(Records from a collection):
- - -

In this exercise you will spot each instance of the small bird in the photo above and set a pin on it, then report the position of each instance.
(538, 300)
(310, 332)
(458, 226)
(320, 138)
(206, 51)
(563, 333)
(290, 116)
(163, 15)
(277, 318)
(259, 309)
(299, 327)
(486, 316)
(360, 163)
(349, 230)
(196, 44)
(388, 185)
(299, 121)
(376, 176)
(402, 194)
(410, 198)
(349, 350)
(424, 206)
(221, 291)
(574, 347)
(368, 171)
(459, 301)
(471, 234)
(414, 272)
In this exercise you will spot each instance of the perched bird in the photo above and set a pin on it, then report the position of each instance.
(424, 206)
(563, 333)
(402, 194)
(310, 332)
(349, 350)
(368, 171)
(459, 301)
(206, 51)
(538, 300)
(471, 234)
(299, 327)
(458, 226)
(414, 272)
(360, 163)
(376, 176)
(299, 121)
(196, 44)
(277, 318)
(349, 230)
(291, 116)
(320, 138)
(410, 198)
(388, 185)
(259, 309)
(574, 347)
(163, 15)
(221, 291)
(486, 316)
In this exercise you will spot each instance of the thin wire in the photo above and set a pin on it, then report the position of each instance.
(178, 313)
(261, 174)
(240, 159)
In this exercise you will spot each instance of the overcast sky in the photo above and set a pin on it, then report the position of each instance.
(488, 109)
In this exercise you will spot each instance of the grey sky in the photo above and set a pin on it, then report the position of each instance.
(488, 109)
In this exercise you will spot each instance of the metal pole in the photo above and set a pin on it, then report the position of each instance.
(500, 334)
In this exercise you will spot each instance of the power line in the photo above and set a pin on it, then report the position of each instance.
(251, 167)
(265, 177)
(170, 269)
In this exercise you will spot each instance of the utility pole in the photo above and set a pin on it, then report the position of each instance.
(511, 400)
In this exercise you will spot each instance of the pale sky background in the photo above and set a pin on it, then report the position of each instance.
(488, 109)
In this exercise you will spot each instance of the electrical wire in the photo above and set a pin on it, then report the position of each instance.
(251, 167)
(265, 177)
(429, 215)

- - -

(TASK PROMPT):
The records given above are to be repeated in full, exactly.

(SOLUTION TO THIS TASK):
In this exercise you will spot each instance of the small bird in the photo above and set a pin on it, then report the position of each instance.
(538, 300)
(310, 332)
(458, 226)
(320, 138)
(206, 51)
(563, 333)
(290, 116)
(163, 15)
(277, 318)
(259, 309)
(299, 327)
(486, 316)
(360, 163)
(349, 230)
(196, 44)
(388, 185)
(299, 121)
(376, 176)
(402, 194)
(410, 198)
(349, 350)
(424, 206)
(221, 291)
(574, 347)
(368, 171)
(459, 301)
(471, 234)
(414, 272)
In this exercise you will spot each instance of the perched bird in the photo above and set a pin on it, then report the position of each instance.
(424, 206)
(563, 333)
(402, 194)
(310, 332)
(349, 350)
(368, 171)
(459, 301)
(206, 51)
(538, 300)
(471, 234)
(299, 327)
(458, 226)
(414, 272)
(360, 163)
(376, 176)
(299, 121)
(196, 44)
(277, 318)
(349, 230)
(291, 116)
(320, 138)
(410, 198)
(388, 185)
(259, 309)
(574, 347)
(163, 15)
(221, 291)
(486, 316)
In this exercise you will spot each instance of the thin wire in the photo above and set a pin on it, then report the position of each instance.
(178, 313)
(261, 174)
(240, 159)
In this exercise you will spot each instance of the overcast sky in the photo above and set a pin on it, then report the position of each instance.
(488, 109)
In this exercise you will spot each instance of the grey sky in the photo above and set a pin on it, then report the position of each instance.
(488, 109)
In this exercise you will spot each instance of the metal pole in the photo above and set a pin on it, then report the position of each instance.
(500, 334)
In this exercise you will spot each instance of the power line in the photo above and set a pin on it, then report the position of each instance.
(251, 167)
(265, 177)
(170, 269)
In this exercise you will spot each instance of the utility pole in the photo above and set a pin on it, then report the position of each instance.
(511, 400)
In this exercise you will spot each instance of the pale sky background in the photo above and set a pin on it, then report the position of each instance.
(488, 109)
In this exercise you will spot each instance of the electrical wire in the photo above and set a pin on it, then report the position of each instance.
(251, 167)
(265, 177)
(429, 215)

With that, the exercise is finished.